**REQUIREMENT**
Reproduce the portion of the SeaTunnel V2 API excerpt below that begins with the words "The core Source" and stops after the words "two-stage transaction commit.".

[EXCERPT Boundary: Start]

The design of the v2 Source & Sink API is highlighted below

SeaTunnel Connector V2 Source API

The current version of SeaTunnel’s API design draws on some of Flink’s design concepts, and the more core classes of the Source API are shown below.

The core Source API interaction flow is shown above. In the case of concurrent reads, the enumerator SourceSplitEnumerator is required to split the task and send the SourceSplit down to the SourceReader, which receives the split and uses it to read the external data source.

In order to support breakpoints and Eos semantics, it is necessary to preserve and restore the state, for example by preserving the current Reader’s Split consumption state and restoring it after a failure in each Reader through the Checkpoint state and Checkpoint mechanism, so that the data can be read from the place where it failed.

SeaTunnel Connector V2 Sink API

The overall Sink API interaction flow is shown in the diagram below. The SeaTunnel sink is currently designed to support distributed transactions, based on a two-stage transaction commit.

First SinkWriter continuously writes data to an external data source, then when the engine does a checkpoint, it triggers a first-stage commit.

SinkWriter needs to do a Prepare commit, which is the first stage of the commit.

The engine will determine if all the Writer's first stage succeeds, and if they all succeed, the engine will combine the Subtask’s Commit info with the Commit method of the Committer to do the actual commit of the transaction and operate the database for the Commit, i.e. the second stage of the commit. This is the second stage of commit.

For the Kafka sink connector implementation, the first stage is to do a pre-commit by calling KafkaProducerSender.prepareCommit().

The second commit is performed via Producer.commitTransaction();.

flush(); flushes the data from the Broker’s system cache to disk.

Finally, it is worth noting!

Both SinkCommitter and SinkAggregatedCommitter can perform a second stage commit to replace the Committer in the diagram. The difference is that SinkCommitter can only do a partial commit of a single Subtask’s CommitInfo, which may be partially successful and partially unsuccessful, and cannot be handled globally. The difference is that the SinkCommitter can only do partial commits of a single Subtask’s CommitInfo, which may be partially successful and partially unsuccessful.

SinkAggregatedCommitter is a single parallel, aggregating the CommitInfo of all Subtask, and can do the second stage commit as a whole, either all succeed or all fail, avoiding the problem of inconsistent status due to partial failure of the second stage.

It is therefore recommended that the SinkAggregatedCommitter be used in preference.

Comparison of SeaTunnel V1 and V2 API processing flows

We can look at the changes before and after the V1 V2 upgrade from a data processing perspective, which is more intuitive, Spark batch processing as an example: SeaTunnel V1: The entire data processing process is based on the Spark dataset API, and the Connector and the compute engine are strongly coupled.

[EXCERPT Boundary: End]
[GIVEN ENTRIES Boundary: Start]

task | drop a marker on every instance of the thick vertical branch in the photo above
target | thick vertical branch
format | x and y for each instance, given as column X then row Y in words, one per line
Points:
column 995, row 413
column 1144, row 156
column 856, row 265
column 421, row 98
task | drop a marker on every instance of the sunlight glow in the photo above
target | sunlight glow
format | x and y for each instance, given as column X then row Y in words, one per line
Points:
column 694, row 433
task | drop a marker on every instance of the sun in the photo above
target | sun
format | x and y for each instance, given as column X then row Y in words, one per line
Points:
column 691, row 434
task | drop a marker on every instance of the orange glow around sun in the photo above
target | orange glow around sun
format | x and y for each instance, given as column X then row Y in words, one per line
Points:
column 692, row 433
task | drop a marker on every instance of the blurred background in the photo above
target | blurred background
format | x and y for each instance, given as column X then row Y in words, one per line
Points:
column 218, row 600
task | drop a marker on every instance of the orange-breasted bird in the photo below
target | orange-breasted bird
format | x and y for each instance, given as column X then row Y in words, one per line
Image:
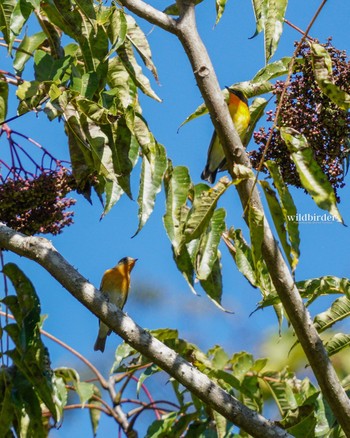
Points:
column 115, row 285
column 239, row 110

[GIVEN ENTRIES Boundary: End]
[GIVEN ENTRIES Boundary: Start]

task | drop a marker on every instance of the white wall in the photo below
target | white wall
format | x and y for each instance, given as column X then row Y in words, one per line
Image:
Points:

[GIVEN ENTRIES Boundary: End]
[GIVEN ENTRIES Boundary: Start]

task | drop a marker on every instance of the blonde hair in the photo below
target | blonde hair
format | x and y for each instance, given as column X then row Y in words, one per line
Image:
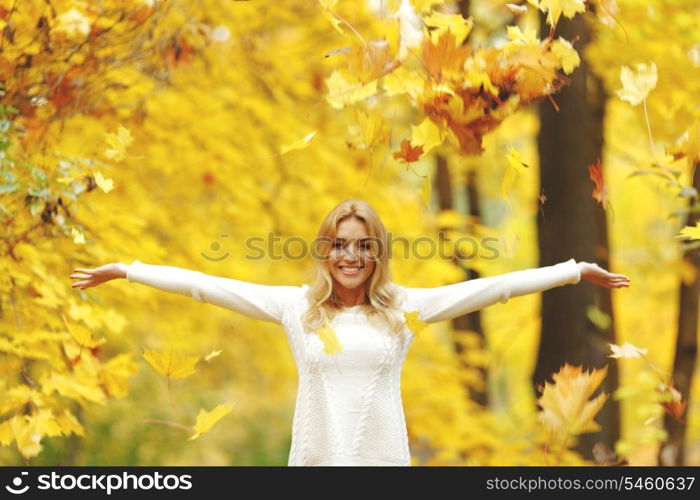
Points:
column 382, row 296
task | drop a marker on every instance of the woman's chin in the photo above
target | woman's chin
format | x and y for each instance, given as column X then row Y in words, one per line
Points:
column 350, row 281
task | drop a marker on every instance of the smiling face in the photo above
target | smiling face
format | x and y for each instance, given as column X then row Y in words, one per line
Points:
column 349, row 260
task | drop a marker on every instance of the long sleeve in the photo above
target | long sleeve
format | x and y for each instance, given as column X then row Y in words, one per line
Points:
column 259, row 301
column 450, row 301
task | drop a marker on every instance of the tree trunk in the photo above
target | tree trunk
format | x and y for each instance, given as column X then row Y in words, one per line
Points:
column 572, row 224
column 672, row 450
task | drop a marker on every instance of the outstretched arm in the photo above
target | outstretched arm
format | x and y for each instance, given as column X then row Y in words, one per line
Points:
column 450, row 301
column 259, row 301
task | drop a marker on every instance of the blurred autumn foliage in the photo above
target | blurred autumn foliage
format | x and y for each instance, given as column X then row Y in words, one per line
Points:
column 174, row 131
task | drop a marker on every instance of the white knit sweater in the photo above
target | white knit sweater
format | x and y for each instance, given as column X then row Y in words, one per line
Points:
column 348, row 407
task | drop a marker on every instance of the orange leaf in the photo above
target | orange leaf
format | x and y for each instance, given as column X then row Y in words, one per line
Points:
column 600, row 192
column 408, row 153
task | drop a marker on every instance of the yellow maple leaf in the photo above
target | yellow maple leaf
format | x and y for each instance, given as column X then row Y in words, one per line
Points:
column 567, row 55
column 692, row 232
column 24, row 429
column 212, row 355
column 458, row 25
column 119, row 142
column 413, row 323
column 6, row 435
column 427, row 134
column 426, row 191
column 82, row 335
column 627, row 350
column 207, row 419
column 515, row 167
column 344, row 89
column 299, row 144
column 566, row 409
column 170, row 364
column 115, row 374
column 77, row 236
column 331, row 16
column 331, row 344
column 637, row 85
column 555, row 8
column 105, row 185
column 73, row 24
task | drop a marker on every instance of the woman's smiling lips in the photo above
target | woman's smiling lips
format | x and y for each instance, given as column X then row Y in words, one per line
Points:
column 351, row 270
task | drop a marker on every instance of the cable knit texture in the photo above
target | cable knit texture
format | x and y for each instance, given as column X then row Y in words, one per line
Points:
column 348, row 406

[GIVEN ENTRIES Boundary: End]

**ANSWER**
The core Source API interaction flow is shown above. In the case of concurrent reads, the enumerator SourceSplitEnumerator is required to split the task and send the SourceSplit down to the SourceReader, which receives the split and uses it to read the external data source.

In order to support breakpoints and Eos semantics, it is necessary to preserve and restore the state, for example by preserving the current Reader’s Split consumption state and restoring it after a failure in each Reader through the Checkpoint state and Checkpoint mechanism, so that the data can be read from the place where it failed.

SeaTunnel Connector V2 Sink API

The overall Sink API interaction flow is shown in the diagram below. The SeaTunnel sink is currently designed to support distributed transactions, based on a two-stage transaction commit.